··· Extracted entries ···

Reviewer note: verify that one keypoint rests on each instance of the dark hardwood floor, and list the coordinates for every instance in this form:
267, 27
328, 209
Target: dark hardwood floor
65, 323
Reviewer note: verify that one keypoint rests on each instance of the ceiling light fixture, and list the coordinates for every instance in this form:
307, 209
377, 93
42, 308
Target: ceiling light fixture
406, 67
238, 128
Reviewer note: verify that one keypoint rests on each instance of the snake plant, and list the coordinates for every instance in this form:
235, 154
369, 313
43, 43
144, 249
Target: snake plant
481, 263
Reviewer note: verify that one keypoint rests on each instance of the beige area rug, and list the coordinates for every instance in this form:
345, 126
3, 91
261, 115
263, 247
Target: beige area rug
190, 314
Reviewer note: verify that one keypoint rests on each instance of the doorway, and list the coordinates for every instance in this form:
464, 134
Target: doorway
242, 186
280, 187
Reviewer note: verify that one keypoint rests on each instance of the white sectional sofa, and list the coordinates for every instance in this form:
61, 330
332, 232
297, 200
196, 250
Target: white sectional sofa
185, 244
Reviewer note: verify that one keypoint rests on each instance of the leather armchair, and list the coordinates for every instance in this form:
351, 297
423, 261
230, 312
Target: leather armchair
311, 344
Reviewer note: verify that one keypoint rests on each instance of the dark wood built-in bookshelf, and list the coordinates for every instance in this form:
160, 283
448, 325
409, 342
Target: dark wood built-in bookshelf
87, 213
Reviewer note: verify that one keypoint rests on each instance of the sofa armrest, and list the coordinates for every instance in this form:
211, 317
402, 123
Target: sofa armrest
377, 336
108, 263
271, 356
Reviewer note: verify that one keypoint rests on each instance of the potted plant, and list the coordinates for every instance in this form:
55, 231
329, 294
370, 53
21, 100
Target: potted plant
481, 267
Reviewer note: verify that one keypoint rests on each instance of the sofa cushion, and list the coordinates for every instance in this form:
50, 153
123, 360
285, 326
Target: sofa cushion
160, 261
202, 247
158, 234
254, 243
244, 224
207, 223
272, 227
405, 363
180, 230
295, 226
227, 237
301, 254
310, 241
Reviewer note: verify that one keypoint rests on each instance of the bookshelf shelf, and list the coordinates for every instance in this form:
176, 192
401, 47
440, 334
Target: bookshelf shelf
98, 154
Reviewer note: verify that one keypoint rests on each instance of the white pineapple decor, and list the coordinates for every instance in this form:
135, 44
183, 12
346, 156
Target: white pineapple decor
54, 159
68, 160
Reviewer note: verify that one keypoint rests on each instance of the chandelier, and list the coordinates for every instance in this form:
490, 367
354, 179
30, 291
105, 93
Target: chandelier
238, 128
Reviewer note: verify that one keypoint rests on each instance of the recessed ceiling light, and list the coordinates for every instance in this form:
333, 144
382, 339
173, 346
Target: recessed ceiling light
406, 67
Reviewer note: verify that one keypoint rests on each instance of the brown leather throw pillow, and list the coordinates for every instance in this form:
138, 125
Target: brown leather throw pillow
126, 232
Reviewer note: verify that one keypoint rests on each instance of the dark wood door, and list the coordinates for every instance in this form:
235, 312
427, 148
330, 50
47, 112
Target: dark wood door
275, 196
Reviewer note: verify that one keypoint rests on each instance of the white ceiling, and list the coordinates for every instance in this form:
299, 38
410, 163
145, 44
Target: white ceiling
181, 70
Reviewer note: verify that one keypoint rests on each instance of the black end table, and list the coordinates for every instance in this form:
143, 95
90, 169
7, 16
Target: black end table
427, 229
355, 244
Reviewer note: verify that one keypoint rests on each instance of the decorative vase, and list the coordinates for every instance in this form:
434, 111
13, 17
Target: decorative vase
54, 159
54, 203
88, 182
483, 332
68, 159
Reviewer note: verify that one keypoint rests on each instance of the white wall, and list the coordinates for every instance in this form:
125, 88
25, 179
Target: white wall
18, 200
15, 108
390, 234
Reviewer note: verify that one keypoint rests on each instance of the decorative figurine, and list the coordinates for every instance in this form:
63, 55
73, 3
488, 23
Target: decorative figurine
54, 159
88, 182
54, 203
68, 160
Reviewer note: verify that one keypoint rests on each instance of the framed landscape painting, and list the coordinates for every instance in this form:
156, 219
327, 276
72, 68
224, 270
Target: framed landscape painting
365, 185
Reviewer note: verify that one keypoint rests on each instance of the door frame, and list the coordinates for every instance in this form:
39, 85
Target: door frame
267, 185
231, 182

···

--- What you are asked to do ---
Write out every record, exactly as written.

--- Exercise result ---
Reviewer note: verify that one keypoint rests on each instance of the dark hardwood floor, and list the coordinates for every instance in this form:
267, 27
328, 209
Target: dark hardwood floor
65, 323
Reviewer note: verify that one keypoint rests on each instance of the ceiling light fixture, and list the coordinates for every instance in this form:
307, 209
377, 93
42, 308
Target: ceiling light fixture
406, 67
238, 128
Reviewer note: verify that one keypoint rests on each instance of the snake plant, and list the coordinates for every instance in this form:
235, 154
369, 313
43, 43
144, 249
Target: snake plant
481, 263
Reviewer note: verify that one keypoint rests on each instance of the beige area rug, and list the coordinates for every instance in this form:
345, 126
3, 91
261, 115
263, 247
Target: beige area rug
190, 314
Reviewer note: verify that one keypoint rests on each instance of the doorway, and list the coordinates for every instance in this form:
464, 134
Target: doorway
242, 186
280, 187
Reviewer note: verify that one keypoint rests on each instance of the white sectional sofa, and list the coordinates for every instance in this form:
61, 330
332, 232
297, 200
196, 250
Target: white sectional sofa
185, 244
Reviewer note: verify that one keypoint rests on each instance of the leather armchair, and list the coordinates for every instance in this form:
351, 297
423, 261
230, 312
Target: leather armchair
311, 344
Reviewer note: verify that one keypoint rests on each instance of the dark wood built-in bookshelf, and list the coordinates for every instance in this form:
160, 283
448, 325
409, 342
Target: dark wood built-in bookshelf
87, 213
Reviewer note: verify that one keypoint rests on each instance of the sofa armrest, and list the coordinates for every instance in this form:
211, 317
402, 123
Target: sofa armrest
377, 336
108, 263
271, 356
Reviewer note: verify that one keypoint rests on each instance of the potted plant, and list the coordinates for every instance in this form:
55, 231
329, 294
370, 53
21, 100
Target: potted plant
481, 267
Reviewer note: verify that one keypoint rests on each instance of the sofa cushion, and list the coordinates for every instance in this form:
50, 153
123, 360
285, 326
Target: sofa cushion
160, 261
202, 247
158, 234
254, 243
244, 224
207, 223
272, 227
405, 363
180, 230
295, 226
227, 237
301, 254
310, 241
Reviewer note: verify that one keypoint rests on each instance of the bookshelf shelf, and list the coordinates for every instance in this form:
176, 192
401, 47
440, 334
Target: bookshelf shelf
98, 154
Reviewer note: verify that one keypoint rests on each instance of the white pineapple decor, and list the coordinates for every instance in this form:
135, 44
183, 12
346, 156
Target: white pineapple decor
54, 159
68, 160
Reviewer note: verify that one keypoint rests on each instance of the chandelier, and list the coordinates for every instance in this form:
490, 367
354, 179
30, 291
105, 93
Target: chandelier
238, 128
Reviewer note: verify that one keypoint rests on each instance of the recessed ceiling light, and list the coordinates for every instance in this form:
333, 144
382, 339
173, 346
Target: recessed ceiling light
406, 67
Reviewer note: verify that one keypoint rests on each instance of the brown leather throw pillow, and list the coordinates for every instance in this form:
138, 125
Target: brown leather throw pillow
126, 232
Reviewer note: verify that one keypoint rests on each instance of the dark wood door, and list the coordinates for every instance in this form:
235, 312
427, 148
330, 50
47, 112
Target: dark wood door
275, 196
Reviewer note: verify that one keypoint rests on each instance of the white ceiling, and list the coordinates for every instance in this form:
299, 38
410, 163
145, 44
Target: white ceiling
181, 70
Reviewer note: verify that one keypoint rests on each instance of the black end table, and list the coordinates for every instance in this form:
143, 95
90, 169
7, 16
Target: black end table
427, 229
355, 244
Reviewer note: verify that one keypoint rests on each instance of the decorative vase, and list the coordinates for every instance in this form:
434, 111
13, 17
Target: decorative vase
54, 159
54, 203
88, 182
483, 332
68, 159
Reviewer note: verify that one keypoint rests on each instance of the white wall, and list the coordinates for every instance in this form:
125, 88
25, 179
Target: white wall
18, 200
15, 108
390, 234
Reviewer note: verify that one keypoint rests on each instance of the decorative figurine, and list the coordinates for every instance in this form:
63, 55
73, 3
488, 23
Target: decorative figurine
54, 159
88, 182
54, 203
68, 160
Reviewer note: verify that one keypoint rests on each instance of the framed landscape painting, and list the coordinates for every instance in this form:
156, 219
327, 276
72, 68
224, 270
Target: framed landscape painting
365, 185
Reviewer note: verify that one keypoint rests on each instance of the door frame, and list the coordinates for every instance in this form:
39, 85
Target: door frame
267, 185
231, 182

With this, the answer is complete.